Provided entries START

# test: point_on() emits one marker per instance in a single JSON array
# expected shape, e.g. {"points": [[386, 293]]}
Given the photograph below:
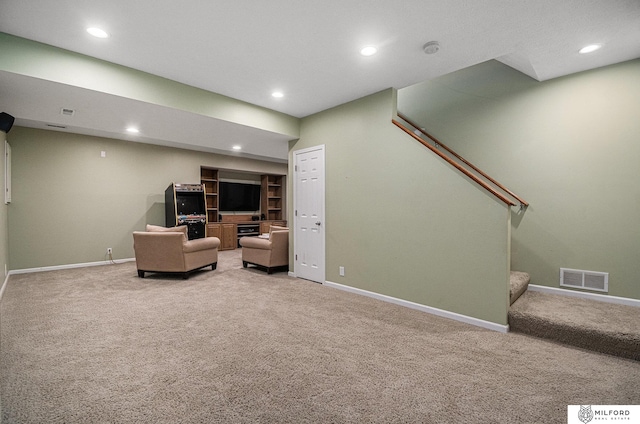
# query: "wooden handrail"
{"points": [[456, 165], [463, 160]]}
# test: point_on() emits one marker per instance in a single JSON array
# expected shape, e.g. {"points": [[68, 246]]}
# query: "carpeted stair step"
{"points": [[518, 282], [589, 324]]}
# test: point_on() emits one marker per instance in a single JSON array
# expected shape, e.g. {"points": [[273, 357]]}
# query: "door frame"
{"points": [[321, 148]]}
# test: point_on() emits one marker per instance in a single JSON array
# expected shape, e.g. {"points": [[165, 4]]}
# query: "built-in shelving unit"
{"points": [[209, 178], [231, 228]]}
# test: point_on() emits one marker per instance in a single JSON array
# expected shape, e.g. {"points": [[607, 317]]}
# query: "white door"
{"points": [[308, 214]]}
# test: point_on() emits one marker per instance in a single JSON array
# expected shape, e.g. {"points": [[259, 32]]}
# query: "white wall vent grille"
{"points": [[587, 280]]}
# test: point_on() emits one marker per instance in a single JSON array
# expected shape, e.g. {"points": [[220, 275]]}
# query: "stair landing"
{"points": [[589, 324]]}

Provided entries END

**About this task:** All lines of the records above that contain the word "expected" are to be copied out.

**Exercise answer:**
# expected shape, e.g. {"points": [[386, 293]]}
# expected shape, e.g. {"points": [[68, 246]]}
# expected shape, e.g. {"points": [[273, 357]]}
# expected shape, e.g. {"points": [[165, 4]]}
# expected shape, e.g. {"points": [[607, 317]]}
# expected shape, e.g. {"points": [[259, 32]]}
# expected shape, e.g. {"points": [[220, 275]]}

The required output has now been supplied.